- Text excerpt:
- Opening Delimiter -

I recently spent a few hours in a Starbucks in a large town far away from home doing some work for church and enjoying an exquisite Eggnog Latte. As always I positioned myself in a place that allowed me to watch the door. I saw that each and every person who entered immediately scanned the room before taking more than a few steps in. Many times they even stopped all together before entering. At first I thought they were looking for faces they knew, but then I realized that while that might be a part of it, they were really looking for something much more basic. They were looking for a welcome.
So I decided to do what I always do back home in my small town, I just began greeting everyone from my seat. To some I would say hello, to most I just offered a smile. And with the exception of one young man who may have already had too much caffeine, everyone smiled back some even took the time for a kindly good bye gesture upon leaving.
Of course as I thought about this experience I related this to church and business. I believe that we are fundamentally relational creatures we are all looking for a positive connection with others. (Though admittedly we all define positive connection differently.) So what does that mean for our churches and businesses?
1. We must ace hospitality.
Do not neglect to show hospitality to strangers
-Hebrews 13:2 (NIV)
We have all heard the old axiom, “You never get a second chance to make a first impression.” And that is absolutely true. How many restaurants, churches, or businesses do you have filed in your “I’ll never go back there.” file? For many of us most of those places failed to impress us on our first experience. Even if you are blessed enough to get a second chance, a continual lack of hospitality will be the death knell of your organization.
2. Hospitality begins well before the front door.
It starts with your reputation...

- Closing Delimiter -

- Material provided:
- Opening Delimiter -

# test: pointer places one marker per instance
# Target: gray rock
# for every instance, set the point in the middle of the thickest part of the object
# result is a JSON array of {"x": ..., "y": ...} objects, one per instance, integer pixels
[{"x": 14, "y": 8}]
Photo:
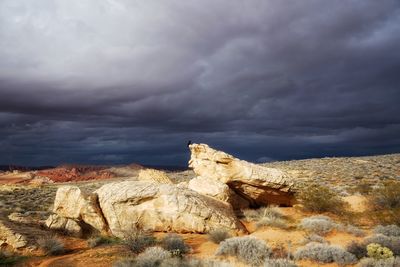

- Closing Delimiter -

- Set of tasks:
1) In the hospitality post, what was the writer drinking while working at Starbucks?
2) Shorten the paragraph of the hospitality post that begins "So I decided to do what I always do", keeping its main facts.
The records have nothing to do with the hospitality post.

- Your written answers:
1) An Eggnog Latte.

2) As at home in a small town, the writer greeted everyone from a seat, saying hello to some and smiling at most. Everyone except one young man smiled back, and some made a kind goodbye gesture on leaving.